## [Task]
Which of the lines below contain the string "gear"? Pick out each of them and copy it in full, counting only matches with the same capitalization.

-------------------------

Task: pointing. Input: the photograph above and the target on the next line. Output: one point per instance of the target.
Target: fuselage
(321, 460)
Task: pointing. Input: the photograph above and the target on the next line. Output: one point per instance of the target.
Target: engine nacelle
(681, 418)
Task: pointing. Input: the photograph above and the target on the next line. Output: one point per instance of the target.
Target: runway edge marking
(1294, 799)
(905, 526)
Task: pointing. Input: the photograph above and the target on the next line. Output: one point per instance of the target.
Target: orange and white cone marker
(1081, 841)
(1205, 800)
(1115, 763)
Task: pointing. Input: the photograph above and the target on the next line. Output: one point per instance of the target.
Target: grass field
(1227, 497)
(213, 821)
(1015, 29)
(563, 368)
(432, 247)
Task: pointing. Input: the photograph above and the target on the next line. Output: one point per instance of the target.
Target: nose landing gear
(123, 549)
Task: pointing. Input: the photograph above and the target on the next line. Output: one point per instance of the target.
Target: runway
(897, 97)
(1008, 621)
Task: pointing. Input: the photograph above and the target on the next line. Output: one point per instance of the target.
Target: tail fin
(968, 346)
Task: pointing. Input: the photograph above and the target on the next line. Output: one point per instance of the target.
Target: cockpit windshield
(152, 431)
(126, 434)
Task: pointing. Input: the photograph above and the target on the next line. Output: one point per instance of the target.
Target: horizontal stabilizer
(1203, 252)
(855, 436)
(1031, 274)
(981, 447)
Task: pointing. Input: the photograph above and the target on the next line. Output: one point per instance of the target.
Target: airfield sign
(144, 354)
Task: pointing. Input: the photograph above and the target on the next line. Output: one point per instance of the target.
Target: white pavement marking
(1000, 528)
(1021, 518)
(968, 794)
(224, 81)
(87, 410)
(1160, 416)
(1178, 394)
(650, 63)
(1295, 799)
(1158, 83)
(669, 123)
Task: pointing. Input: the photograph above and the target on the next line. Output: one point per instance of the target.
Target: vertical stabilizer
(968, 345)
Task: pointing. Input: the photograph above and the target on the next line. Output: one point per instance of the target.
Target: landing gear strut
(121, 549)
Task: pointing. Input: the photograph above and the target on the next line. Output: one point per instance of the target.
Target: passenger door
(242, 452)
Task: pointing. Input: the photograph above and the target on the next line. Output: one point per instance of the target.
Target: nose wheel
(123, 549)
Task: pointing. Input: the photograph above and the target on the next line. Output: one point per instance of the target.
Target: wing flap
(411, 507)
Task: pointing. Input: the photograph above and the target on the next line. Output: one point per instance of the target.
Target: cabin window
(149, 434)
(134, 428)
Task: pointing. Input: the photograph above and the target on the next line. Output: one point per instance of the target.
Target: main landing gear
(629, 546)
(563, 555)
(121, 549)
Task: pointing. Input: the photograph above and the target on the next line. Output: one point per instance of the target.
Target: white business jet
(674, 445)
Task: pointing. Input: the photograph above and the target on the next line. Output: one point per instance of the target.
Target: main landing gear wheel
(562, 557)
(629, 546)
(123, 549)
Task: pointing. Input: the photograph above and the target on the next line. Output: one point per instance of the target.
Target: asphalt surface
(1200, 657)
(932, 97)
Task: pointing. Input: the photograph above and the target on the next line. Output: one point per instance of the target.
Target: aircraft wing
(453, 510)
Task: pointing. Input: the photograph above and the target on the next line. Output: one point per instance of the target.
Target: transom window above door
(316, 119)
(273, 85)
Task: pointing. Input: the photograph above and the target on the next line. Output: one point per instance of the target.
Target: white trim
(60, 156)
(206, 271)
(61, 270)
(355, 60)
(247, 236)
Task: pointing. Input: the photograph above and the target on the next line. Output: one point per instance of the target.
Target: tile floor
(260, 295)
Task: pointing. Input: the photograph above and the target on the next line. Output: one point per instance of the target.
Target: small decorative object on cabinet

-------------------------

## [Complete answer]
Target: nose landing gear
Target: landing gear strut
Target: main landing gear
Target: main landing gear wheel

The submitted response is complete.